╭─ TEXTAUSZUG

Langballsimplizität gegen Pressing- und Aufbaustabilität

2:3

Darmstadt gegen Mainz ist auf dem Papier womöglich nicht die spektakulärste Paarung, doch sowohl Schmidts Mainzer als auch Schusters Darmstädter sind in gewisser Weise ein Unikat in der Liga. Kaum einer setzt die 4-4-2-DFB-Lehre von vor einigen Jahren so präzise um wie Martin Schmidt (und das als Schweizer!), kaum jemand spielt so extremen Langballfußball wie Darmstadt.

Darmstadt zwischen 4-3-2-1 und 4-4-1-1

Der Aufsteiger konnte in dieser Saison bisher überraschend viele Punkte holen. Viele prophezeiten ihnen massive Probleme, doch zumindest zu Saisonbeginn wirken die Darmstädter stabil und mit ihrer Spielweise können sie den Gegnern in der Liga viel Kopfzerbrechen bereiten; was insbesondere die Topteams Bayer 04 Leverkusen und Borussia Dortmund bereits bemerkt hatten.

Grundformationen

Grundformationen

Die Marschroute war meist gleich: Aggressivität in einem kompakten, eher tiefen Block mithilfe von vielen Mannorientierungen und langen Bällen im Konterspiel, um schnell Räume zu überbrücken und dem Gegner keine Chance auf Balleroberungen im Gegenpressing zu geben. Bayern konterte dies beispielsweise mit tiefen Außenverteidigern und enorm weiträumigen Positionswechseln, was nur teilweise funktionierte.

Gegen die Mainzer entschieden sich die Darmstädter einmal mehr für eine solche Marschroute. Auf den Flügeln war man nicht ganz so mannorientiert wie in ein paar der Spiele zuvor, wodurch es weniger Staffelungen mit fünf oder sechs Leuten in der letzten Linie gab. Desweiteren presste man etwas höher: Die Stürmer positionierten sich teilweise am vorderen Ende des Mittelkreises, das Mittelfeld direkt hinter der Mittellinie.

Prinzipiell war diese Höhe gegen die Mainzer gut gewählt. Sie haben mit Muto, Jairo und De Blasis durchaus Spieler, die bei mehr Raum hinter der Abwehr oder mehr Strafraumnähe gefährlich sein können. Besonders natürlich ist aber Junus Malli hier eine Gefahr, auch wenn dieser bei fast jeder gegnerischen Defensivausrichtung zurzeit gute bis hervorragende Leistungen abliefert.

Mit dem Mittelfeldpressing wollte man die Mainzer zu einer tieferen, ballbesitzorientierten Ausrichtung zwingen, von der aus sie aber nur schwierig lange Bälle hinter die gegnerische Abwehr schlagen konnten. Die Formation sowie die dazugehörigen Bewegungen waren ebenfalls gut gewählt.

╰─
╭─ ZUGEHÖRIGE DATENSÄTZE

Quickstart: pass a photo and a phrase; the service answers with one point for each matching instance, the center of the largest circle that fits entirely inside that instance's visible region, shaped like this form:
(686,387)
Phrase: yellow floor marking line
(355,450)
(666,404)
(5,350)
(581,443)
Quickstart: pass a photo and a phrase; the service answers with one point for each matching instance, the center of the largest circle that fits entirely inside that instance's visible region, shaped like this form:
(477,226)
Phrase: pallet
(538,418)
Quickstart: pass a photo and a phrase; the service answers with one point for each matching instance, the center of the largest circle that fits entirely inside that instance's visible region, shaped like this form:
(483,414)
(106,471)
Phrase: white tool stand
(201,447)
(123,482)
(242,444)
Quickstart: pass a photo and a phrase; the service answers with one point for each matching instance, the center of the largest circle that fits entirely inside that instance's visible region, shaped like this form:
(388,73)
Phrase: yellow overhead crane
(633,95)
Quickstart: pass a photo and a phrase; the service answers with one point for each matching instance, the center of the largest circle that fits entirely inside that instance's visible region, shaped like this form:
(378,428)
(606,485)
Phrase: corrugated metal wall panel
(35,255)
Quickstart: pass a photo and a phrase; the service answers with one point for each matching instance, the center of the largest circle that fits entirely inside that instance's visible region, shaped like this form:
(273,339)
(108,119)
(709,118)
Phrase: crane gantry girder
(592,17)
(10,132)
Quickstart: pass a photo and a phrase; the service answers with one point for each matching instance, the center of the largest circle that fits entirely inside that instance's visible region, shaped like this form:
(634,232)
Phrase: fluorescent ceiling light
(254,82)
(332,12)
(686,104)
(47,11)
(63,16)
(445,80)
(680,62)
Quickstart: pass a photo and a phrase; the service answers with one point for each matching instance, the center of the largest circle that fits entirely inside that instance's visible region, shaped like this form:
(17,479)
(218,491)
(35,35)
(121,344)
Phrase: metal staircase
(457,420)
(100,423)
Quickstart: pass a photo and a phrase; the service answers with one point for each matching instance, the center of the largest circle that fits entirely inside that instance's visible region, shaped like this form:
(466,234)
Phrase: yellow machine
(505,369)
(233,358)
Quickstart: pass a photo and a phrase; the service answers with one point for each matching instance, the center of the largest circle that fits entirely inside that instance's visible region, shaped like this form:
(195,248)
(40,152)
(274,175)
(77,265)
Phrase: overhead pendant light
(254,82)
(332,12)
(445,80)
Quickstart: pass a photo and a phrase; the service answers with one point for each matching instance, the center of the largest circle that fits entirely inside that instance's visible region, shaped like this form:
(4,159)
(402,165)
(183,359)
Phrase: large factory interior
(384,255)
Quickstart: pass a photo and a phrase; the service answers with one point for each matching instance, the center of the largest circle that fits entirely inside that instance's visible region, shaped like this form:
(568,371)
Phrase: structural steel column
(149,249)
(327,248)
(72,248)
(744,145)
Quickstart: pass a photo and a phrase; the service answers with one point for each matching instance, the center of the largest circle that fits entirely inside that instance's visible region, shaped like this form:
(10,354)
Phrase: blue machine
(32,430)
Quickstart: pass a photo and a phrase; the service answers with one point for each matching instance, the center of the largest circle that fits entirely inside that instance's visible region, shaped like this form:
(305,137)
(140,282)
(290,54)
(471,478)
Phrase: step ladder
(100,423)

╰─

AUFGABENSTELLUNG =>
**1.** Suchen Sie aus den Datensätzen alle Zeilen heraus, in denen die Zeichenfolge „machine“ vorkommt, und geben Sie diese unverändert wieder.
**2.** Schreiben Sie die Spielanalyse zur Partie Darmstadt gegen Mainz im Anschluss an ihren letzten Satz weiter.

LÖSUNGEN =>
**1.**
Phrase: yellow machine
Phrase: blue machine

**2.**
Prinzipiell war es eine 4-4-1-1-Formation, die aber immer wieder zu einem 4-3-2-1 wurde. Gondorf rückte meistens heraus, um Rosenthal zu unterstützen. Rosenthal als hängende Spitze hinter Wagner fokussierte sich auf das Zustellen des Sechserraums und die Unterstützung des zentralen Mittelfelds. Desweiteren spiegelte man damit das Mainzer Aufbauspiel; die Flügelstürmer orientierten sich an den gegnerischen Außenverteidigern und konnten aggressiv auf diese herausrücken, Rosenthal und Gondorf sollten gemeinsam Baumgartlinger und Latza unter Druck setzen. Niemeyer sicherte diese Beweugngen ab und sollte sich um Malli kümmern.

Dazu gab es immer wieder herausrückende Bewegungen der Viererkette, um die Räume zwischen den Linien zu versperren. Das war häufig gefährlich: Wenn Malli auswich und sich zwischen den Linien anbot, schoben der ballnahe Innenverteidiger auf ihn heraus. Immer wieder öffneten sie Lücken in der Abwehr, obgleich die anderen Spieler in diese Lücke verschoben.

Der Fokus lag auf dem Versperren der Mitte, was an sich gut funktionierte. Allerdings besitzt Mainz die passenden Spieler dafür.

Eine der besten Mittelfeldzentralen der Liga

Baumgartlinger, Latza, Malli. Alle drei dürften international wenig bekannt sein und auch national für die meisten Fußballfans nur peripher eine Rolle spielen. Alle drei besitzen aber internationale Klasse. Baumgartlinger besitzt ein herausragendes Bewegungsspiel in der Defensive und baut gut aus dem Mittelfeld auf, Latza ist technisch herausragend und enorm spielintelligent, Malli ist extrem schwer zu decken und findet sich in engen Räumen überdurchschnittlich gut zurecht.

Mithilfe dieser drei Spieler konnte Mainz im zentralen Mittelfeld den Ball häufig sehr gut und auch unter Druck laufen lassen. Sowohl Latza als auch Baumgartlinger bewegten sich intelligent und positionierten sich so, dass sie entweder schwer zu decken waren oder Räume für Pässe nach vorne öffneten.

Vielfach boten sie sich auch für die Folgeaktion geschickt an. Nach einzelnen Pässen standen sie entweder offen und mit gutem Sichtfeld nach vorne postiert oder schnellten aus dem gegnerischen Deckungsschatten heraus, um den Ball weiterleiten zu können. Verlagerungen und Pässe in die Spitze waren trotz Darmstadts Defensive immer wieder möglich. Latza und Baumgartlinger sorgten dafür und lockten einige Male auch die Mittelfeldspieler des Gegners mit simplen Tricks (Ballmitnahme nach hinten, Kurzpass, Absetzen zur Seite oder Ballhalten und Passverzögerung, bis der Gegner herausrückt) nach vorne.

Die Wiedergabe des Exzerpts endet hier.